■ YOUR TASK
Count the lines in the data below that contain the word "windshield" and give only that number.

■ EXCERPTED DATA
=-=-=

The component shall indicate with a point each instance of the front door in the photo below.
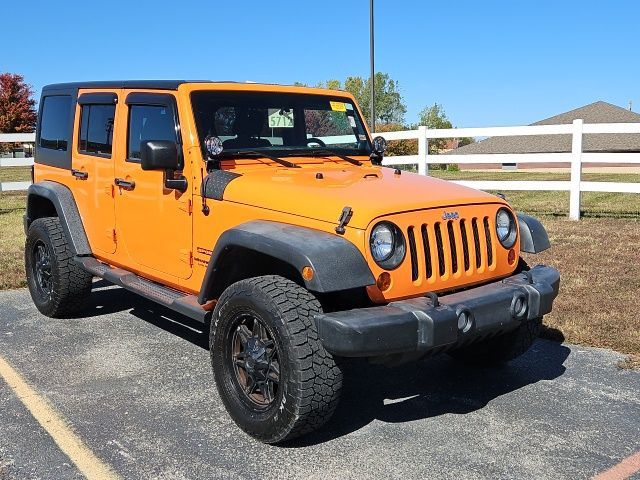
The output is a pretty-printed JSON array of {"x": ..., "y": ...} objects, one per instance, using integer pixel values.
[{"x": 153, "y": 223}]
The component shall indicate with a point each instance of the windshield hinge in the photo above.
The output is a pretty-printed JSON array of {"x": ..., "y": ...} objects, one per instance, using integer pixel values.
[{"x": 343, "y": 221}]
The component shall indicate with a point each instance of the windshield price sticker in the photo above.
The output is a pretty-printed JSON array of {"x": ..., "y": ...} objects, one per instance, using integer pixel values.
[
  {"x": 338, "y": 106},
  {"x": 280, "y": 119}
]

=-=-=

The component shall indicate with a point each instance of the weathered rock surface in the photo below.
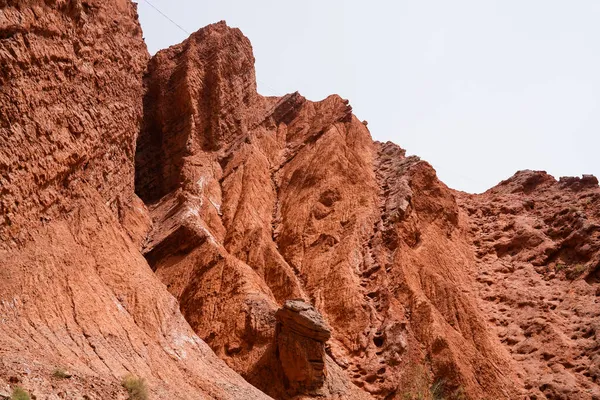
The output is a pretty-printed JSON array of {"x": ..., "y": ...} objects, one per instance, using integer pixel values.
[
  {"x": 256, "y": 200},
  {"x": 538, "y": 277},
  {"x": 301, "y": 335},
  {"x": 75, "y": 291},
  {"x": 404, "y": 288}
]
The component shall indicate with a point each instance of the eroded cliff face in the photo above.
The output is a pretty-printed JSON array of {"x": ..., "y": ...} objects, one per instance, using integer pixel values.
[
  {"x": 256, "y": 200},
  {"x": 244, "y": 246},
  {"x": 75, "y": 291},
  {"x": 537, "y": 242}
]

=-=-=

■ RESULT OF THE TASK
2